▸ Material provided
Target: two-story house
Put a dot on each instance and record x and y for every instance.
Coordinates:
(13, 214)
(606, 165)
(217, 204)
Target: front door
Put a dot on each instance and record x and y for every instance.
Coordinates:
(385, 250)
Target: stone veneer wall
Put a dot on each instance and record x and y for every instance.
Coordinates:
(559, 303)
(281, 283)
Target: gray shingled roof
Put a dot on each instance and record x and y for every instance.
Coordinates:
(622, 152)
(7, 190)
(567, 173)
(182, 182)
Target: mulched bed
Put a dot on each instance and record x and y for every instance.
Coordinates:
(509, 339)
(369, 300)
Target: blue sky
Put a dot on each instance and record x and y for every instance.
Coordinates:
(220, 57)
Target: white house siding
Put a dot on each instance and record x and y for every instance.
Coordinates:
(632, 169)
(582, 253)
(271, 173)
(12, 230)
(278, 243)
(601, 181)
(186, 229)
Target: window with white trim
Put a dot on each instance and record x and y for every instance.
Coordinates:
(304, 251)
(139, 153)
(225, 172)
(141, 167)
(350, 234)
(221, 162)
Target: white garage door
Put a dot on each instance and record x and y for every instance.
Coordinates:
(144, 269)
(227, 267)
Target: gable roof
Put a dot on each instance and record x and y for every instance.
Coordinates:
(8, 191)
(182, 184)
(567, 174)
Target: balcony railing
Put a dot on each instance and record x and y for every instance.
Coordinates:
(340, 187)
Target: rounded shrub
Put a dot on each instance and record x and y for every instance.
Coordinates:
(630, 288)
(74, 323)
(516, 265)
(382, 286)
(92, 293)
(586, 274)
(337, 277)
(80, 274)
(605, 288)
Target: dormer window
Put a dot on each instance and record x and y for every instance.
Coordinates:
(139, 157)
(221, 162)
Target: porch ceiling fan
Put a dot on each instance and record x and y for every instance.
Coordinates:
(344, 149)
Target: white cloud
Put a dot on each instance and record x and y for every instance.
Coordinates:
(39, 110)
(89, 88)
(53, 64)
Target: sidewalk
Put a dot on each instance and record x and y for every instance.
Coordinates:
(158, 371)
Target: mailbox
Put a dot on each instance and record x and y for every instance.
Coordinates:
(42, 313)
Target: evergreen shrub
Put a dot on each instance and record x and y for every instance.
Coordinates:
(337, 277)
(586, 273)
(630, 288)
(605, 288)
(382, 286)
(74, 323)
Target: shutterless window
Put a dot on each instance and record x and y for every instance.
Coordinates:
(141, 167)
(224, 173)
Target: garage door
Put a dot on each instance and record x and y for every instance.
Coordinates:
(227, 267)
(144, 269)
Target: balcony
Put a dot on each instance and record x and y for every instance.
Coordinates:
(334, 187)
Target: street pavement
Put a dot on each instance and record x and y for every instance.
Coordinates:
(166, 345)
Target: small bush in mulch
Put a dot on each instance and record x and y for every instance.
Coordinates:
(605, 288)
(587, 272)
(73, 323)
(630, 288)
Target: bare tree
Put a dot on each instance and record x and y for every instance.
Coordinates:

▸ About this task
Number of lines above containing the word "balcony": state it and add nothing else.

▸ Result below
2